### CONSIGNE 1
Relevez, s'il vous plaît, tout ce sur quoi l'extrait dit que les solutions doivent être fondées.
### CONSIGNE 2
Recopiez à l'identique tout le passage de l'extrait, depuis « La résistance nous » jusqu'à « une victoire politique. ».

### EXTRAIT
En jugeant les défis
actuels, nous devrions trouver comment prendre en main ce conflit et la
lutte national. Nous ne devrions pas nous soumettre à la réalité actuelle,
très complexe et contradictoire. Régler le conflit entre Israël et la
Palestine nécessite plus qu’un simple dialogue politique. Il est avant tout
vital de s’opposer aux différents modèles israélo américains inadaptés d’un
État palestinien. Les solutions doivent être fondées sur le droit
international, la lutte, la résistance et le rejet des conditions
israéliennes.
La résistance nous permet
de maintenir une dynamique d’action : l’initiative et la capacité de passer
d’une attitude défensive et réactionnaire à une attitude plus pro active. Il
est donc important de s’opposer au projet américano-israélien car il nie les
conditions de base et la légitimité requise pour une victoire politique.
Plus important encore, il nie les principes éthiques de base, la légitimité
et l’humanité. Seul le respect des droits inaliénables du peuple
palestinien, en particulier le droit au retour, garantiront l’unité
nationale et la victoire.
Alors que les
Palestiniens continuent à se battre pour leur objectif principal, à savoir
la fin de l’occupation israélienne et des territoires occupés depuis 1967,
il faut relever le débat et le lutte à un niveau stratégique, plus
particulièrement encore pour le droit au retour. Ce débat et cette lutte
doivent s’opposer au caractère sioniste de l’État d’Israël et à son rôle
colonial dans les régions, faisant tous deux partie intégrante du projet
impérial au Moyen-Orient. La question principale et les difficultés
profondes qui ont marqué le conflit entre les Arabes et les Sionistes ou
celui entre les Israéliens et les Palestiniens depuis le début ne pourra
être traité ou résolu que par le biais d’un projet démocratique, humaniste,
progressiste et complet, l’antithèse du projet sioniste.

(Données enregistrées)
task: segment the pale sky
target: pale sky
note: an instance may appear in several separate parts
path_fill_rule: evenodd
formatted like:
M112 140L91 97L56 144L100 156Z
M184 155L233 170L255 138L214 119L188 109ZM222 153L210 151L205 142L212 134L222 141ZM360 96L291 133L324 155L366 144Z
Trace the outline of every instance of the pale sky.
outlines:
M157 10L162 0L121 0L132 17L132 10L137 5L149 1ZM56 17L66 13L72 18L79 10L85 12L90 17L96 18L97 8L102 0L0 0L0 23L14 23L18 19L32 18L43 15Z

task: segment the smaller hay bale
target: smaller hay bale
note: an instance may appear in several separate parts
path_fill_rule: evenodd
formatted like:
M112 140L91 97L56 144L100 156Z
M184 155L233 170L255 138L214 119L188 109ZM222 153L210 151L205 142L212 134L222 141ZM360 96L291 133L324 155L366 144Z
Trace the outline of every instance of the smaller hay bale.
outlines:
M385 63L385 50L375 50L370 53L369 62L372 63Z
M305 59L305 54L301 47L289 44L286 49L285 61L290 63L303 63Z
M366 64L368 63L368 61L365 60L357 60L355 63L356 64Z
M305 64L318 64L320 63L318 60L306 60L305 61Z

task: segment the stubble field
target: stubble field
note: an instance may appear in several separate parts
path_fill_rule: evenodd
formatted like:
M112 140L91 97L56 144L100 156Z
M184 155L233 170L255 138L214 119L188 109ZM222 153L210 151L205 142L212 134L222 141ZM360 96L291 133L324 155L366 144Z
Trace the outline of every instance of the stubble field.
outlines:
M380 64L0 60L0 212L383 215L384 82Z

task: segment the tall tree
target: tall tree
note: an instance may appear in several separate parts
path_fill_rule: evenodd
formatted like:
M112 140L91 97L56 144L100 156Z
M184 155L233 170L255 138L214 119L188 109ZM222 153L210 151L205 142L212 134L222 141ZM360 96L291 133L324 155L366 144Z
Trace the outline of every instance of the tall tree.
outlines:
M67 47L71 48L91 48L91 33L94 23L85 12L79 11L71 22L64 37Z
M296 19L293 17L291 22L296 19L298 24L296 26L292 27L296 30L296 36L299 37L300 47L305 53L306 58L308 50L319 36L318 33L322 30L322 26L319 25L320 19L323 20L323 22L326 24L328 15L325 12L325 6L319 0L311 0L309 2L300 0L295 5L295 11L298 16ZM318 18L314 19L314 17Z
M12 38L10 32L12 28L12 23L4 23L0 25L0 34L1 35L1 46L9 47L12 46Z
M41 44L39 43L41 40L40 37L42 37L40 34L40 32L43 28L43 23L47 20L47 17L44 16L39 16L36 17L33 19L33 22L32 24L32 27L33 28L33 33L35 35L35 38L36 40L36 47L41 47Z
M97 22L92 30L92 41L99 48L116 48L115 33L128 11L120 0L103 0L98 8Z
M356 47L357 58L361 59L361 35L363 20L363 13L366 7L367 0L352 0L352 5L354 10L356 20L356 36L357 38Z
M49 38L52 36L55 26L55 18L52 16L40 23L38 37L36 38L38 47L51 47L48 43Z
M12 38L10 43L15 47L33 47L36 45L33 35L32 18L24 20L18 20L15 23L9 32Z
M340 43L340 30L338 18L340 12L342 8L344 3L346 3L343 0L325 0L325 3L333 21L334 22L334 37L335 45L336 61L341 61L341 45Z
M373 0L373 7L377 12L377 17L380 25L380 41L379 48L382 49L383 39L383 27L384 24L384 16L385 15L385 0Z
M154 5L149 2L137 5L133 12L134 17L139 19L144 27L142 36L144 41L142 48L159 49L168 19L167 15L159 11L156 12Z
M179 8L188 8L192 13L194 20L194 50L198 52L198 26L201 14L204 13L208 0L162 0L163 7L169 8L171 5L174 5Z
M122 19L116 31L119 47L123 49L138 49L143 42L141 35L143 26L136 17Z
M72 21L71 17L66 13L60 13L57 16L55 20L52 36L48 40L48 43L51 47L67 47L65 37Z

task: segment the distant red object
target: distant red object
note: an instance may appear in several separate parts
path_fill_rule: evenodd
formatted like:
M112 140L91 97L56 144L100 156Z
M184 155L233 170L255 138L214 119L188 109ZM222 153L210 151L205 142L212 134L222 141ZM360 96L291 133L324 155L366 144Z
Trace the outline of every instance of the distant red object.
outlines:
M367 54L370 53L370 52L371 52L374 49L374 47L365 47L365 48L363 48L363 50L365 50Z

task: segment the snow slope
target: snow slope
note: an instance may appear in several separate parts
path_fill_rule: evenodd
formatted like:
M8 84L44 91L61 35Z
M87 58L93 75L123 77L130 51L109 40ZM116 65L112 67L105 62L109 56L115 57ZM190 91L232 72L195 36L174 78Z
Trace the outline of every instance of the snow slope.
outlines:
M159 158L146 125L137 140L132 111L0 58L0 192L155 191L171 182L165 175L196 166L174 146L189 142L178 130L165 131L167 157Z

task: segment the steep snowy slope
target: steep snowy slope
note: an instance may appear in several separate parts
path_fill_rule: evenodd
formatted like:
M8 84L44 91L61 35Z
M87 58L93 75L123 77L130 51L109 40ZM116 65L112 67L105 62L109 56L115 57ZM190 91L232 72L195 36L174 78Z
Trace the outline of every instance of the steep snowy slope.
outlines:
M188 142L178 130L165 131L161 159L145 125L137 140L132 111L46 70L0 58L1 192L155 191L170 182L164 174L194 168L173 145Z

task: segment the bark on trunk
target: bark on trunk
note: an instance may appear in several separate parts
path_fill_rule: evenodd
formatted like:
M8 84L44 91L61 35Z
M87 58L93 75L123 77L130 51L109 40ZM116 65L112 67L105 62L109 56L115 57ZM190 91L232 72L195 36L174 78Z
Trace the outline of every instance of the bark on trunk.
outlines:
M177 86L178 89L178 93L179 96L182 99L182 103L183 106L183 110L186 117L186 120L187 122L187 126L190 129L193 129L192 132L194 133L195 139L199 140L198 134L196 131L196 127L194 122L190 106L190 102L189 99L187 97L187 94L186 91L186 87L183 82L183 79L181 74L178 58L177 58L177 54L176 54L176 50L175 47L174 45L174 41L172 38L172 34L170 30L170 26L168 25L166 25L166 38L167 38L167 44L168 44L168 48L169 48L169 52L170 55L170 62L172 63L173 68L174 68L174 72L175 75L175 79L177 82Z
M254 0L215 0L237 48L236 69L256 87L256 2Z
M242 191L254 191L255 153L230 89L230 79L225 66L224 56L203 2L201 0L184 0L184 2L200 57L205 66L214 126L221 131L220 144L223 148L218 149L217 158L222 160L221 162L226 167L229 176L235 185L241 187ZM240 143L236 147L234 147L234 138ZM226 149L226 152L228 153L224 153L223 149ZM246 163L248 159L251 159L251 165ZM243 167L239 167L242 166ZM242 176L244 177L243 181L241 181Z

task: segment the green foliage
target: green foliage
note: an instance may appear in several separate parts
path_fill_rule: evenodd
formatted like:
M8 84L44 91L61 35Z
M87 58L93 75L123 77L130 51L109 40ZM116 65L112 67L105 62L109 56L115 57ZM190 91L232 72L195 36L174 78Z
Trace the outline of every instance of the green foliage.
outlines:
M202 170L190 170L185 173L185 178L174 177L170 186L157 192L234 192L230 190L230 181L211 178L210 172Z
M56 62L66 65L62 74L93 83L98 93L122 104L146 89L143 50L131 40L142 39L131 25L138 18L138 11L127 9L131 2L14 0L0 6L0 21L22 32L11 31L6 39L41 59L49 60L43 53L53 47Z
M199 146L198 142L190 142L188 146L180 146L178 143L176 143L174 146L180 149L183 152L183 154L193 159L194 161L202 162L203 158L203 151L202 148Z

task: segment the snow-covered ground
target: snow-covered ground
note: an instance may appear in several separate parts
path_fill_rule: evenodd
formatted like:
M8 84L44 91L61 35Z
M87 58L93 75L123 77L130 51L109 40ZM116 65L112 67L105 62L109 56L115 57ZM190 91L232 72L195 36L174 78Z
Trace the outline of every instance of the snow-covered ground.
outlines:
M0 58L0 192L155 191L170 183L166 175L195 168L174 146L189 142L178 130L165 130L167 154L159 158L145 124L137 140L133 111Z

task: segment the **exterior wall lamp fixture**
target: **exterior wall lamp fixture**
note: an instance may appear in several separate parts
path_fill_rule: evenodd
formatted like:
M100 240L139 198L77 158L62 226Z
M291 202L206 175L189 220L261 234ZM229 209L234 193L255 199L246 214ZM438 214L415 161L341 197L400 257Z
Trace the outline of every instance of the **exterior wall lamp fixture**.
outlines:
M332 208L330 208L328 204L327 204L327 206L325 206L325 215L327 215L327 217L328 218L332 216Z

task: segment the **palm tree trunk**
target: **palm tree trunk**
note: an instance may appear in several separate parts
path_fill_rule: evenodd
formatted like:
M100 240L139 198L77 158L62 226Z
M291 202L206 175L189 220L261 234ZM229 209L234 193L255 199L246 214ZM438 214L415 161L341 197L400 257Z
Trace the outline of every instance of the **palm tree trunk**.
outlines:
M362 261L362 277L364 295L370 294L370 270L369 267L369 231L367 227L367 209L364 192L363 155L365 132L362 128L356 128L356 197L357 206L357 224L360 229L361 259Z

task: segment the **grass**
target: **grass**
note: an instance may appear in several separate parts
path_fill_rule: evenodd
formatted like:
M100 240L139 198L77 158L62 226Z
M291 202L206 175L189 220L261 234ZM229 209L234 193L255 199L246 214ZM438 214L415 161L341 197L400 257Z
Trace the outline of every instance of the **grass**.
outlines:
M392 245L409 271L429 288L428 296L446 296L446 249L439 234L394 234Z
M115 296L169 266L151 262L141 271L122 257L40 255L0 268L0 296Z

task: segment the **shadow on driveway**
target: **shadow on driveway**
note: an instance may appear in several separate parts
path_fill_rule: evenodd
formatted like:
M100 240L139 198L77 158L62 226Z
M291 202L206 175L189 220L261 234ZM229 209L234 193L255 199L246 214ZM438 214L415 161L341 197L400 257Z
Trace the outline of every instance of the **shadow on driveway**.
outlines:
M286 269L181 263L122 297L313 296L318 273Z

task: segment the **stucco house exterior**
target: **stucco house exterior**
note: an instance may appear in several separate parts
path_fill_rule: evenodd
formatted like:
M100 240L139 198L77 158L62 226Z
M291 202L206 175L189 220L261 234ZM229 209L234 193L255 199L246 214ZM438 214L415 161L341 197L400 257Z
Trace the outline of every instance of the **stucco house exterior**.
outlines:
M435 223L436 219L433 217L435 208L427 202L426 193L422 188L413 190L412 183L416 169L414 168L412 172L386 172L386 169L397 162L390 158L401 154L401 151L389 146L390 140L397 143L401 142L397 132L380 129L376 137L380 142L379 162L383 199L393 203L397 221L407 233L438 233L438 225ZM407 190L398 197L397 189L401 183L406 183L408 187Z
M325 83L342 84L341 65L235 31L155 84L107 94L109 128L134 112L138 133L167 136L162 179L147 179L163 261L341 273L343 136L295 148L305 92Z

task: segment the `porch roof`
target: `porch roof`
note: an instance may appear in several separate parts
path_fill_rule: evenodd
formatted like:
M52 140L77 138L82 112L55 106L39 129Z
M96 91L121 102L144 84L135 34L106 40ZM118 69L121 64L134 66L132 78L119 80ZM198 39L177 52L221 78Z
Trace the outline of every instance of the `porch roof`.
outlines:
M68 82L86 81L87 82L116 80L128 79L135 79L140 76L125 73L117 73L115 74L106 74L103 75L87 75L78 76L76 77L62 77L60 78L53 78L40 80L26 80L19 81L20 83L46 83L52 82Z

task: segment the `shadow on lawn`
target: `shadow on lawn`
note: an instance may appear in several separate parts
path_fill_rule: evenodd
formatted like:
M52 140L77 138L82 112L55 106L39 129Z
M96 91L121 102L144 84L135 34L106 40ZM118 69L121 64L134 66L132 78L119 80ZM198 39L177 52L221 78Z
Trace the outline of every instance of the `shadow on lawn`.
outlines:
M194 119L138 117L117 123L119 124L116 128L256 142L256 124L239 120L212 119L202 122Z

### RÉPONSE 1
- le droit international
- la lutte
- la résistance
- le rejet des conditions israéliennes

### RÉPONSE 2
La résistance nous permet
de maintenir une dynamique d’action : l’initiative et la capacité de passer
d’une attitude défensive et réactionnaire à une attitude plus pro active. Il
est donc important de s’opposer au projet américano-israélien car il nie les
conditions de base et la légitimité requise pour une victoire politique.